The Nacho Dilemma

nacho-libre

In 2006 a profoundly insightful motion picture emerged impacting millions of people around the world as it caused them to question their deepest beliefs. Well . . . okay . . . maybe Nacho Libre, starring Jack Black, was neither profound nor insightful, and maybe it wasn’t even that great of a movie, but somehow it managed to reach a meaningful depth as it uncovered an often encountered dilemma.

That eccentric, quirky, potty-humor laden, and strangely popular film about the secret life of a monastery cook moonlighting as a luchador has found running through it one of the most relevant questions we face in the world today.

In a particularly memorable scene, Nacho is preparing to face a tough opponent, and he asks his tag team partner Esqueleto in a weirdly perfect Mexican accent, “I’m a little concerned right now about your salvation and stuff . . . why have you not been baptized?” Because this topic surfaced earlier when Esqueleto refused to ask for God’s help during a match, he becomes annoyed at the question and responds, “I don’t know why you always have to be judging me, because I only believe in science!” The exchange takes place in a dingy bathroom, before an obscure amateur wrestling match, in an odd and entirely silly movie, but perfectly illustrates one of the great dilemmas of our day: The choice between believing in God or believing in science.

But is this a great dilemma? Are we really forced to choose between science and God? Most of us would agree on what it means to believe in God in a general sense and how that belief would impact the way we see the world. But what does it mean to “believe in science”? What exactly are we being asked to do when we are told to “embrace science” or “believe in it”? We are not simply asked to believe that water boils at 212 degrees or that gravity holds our feet on the ground – those phenomena are observable and repeatable and hardly require any belief at all to see them as true. What it really means to “believe in science” is to see those, and other observations like them, as all that exists. We are asked to believe that the natural world is all there is. Simply put, “believing in science” means to accept a naturalistic worldview. It turns out the word “science” here is just a ruse, what is really meant by it is the absence of God and that is an entirely different thing. Can it be that “believing in science” is the same as “believing in the absence of God”?

:: DATA PROVIDED ::
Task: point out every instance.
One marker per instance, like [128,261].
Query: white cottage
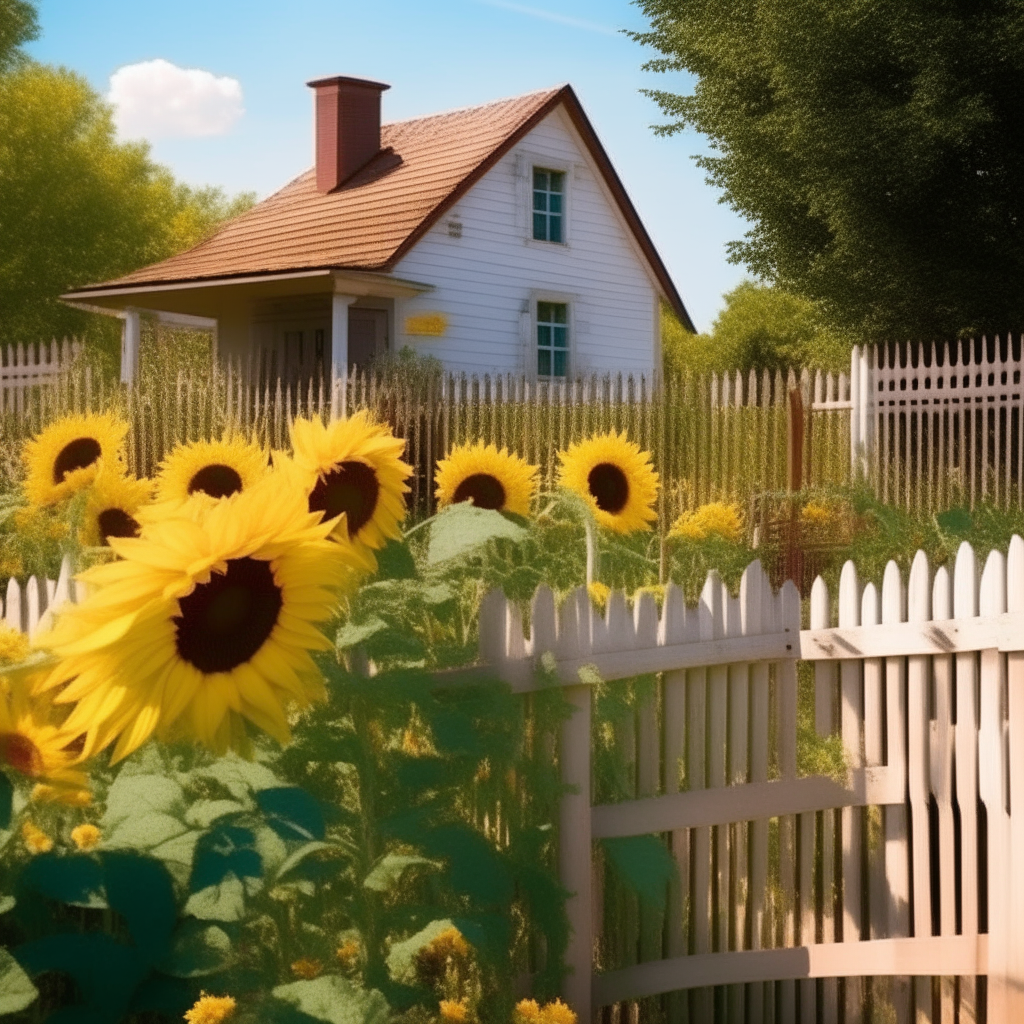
[498,239]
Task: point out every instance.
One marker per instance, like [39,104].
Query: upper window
[549,196]
[552,339]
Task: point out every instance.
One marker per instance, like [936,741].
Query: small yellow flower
[85,837]
[348,953]
[211,1010]
[815,515]
[13,645]
[455,1012]
[527,1012]
[36,841]
[714,519]
[557,1013]
[599,593]
[307,968]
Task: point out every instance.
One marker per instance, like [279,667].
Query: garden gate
[798,897]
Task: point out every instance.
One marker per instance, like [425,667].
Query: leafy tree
[78,206]
[762,327]
[876,146]
[17,26]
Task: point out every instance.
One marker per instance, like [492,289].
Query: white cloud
[158,99]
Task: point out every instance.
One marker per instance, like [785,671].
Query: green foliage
[79,206]
[876,148]
[18,25]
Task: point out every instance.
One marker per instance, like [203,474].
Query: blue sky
[435,55]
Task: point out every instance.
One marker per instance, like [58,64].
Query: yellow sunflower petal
[615,479]
[487,477]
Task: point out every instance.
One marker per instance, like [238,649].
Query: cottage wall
[487,280]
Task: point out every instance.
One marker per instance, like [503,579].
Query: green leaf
[224,901]
[292,812]
[461,528]
[203,813]
[77,880]
[335,999]
[395,561]
[146,832]
[6,800]
[140,890]
[198,949]
[297,856]
[134,796]
[351,635]
[644,863]
[387,872]
[401,956]
[16,990]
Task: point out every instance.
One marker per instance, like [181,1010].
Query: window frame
[560,298]
[525,162]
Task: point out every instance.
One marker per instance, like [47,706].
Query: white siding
[487,279]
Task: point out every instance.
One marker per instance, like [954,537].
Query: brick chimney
[347,127]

:: REQUEST 1 ::
Rewrite the Nacho Dilemma passage between "The Nacho Dilemma" and "the world today.", inclusive, replacing "luchador" with "wrestler".
:: REQUEST 2 ::
In the Nacho Dilemma passage, what does Esqueleto say he believes in?
:: REQUEST 3 ::
Please summarize the Nacho Dilemma passage in two sentences.
The lines above aren't needed for anything here.

:: RIGHT ANSWER 1 ::
The Nacho Dilemma

nacho-libre

In 2006 a profoundly insightful motion picture emerged impacting millions of people around the world as it caused them to question their deepest beliefs. Well . . . okay . . . maybe Nacho Libre, starring Jack Black, was neither profound nor insightful, and maybe it wasn’t even that great of a movie, but somehow it managed to reach a meaningful depth as it uncovered an often encountered dilemma.

That eccentric, quirky, potty-humor laden, and strangely popular film about the secret life of a monastery cook moonlighting as a wrestler has found running through it one of the most relevant questions we face in the world today.

:: RIGHT ANSWER 2 ::
He says he only believes in science.

:: RIGHT ANSWER 3 ::
The 2006 film Nacho Libre, though silly, illustrates a common dilemma in a scene where Nacho asks his tag team partner Esqueleto why he hasn't been baptized, and Esqueleto answers that he only believes in science. The passage argues that "believing in science" really means accepting a naturalistic worldview in which the natural world is all there is, and asks whether that is the same as believing in the absence of God.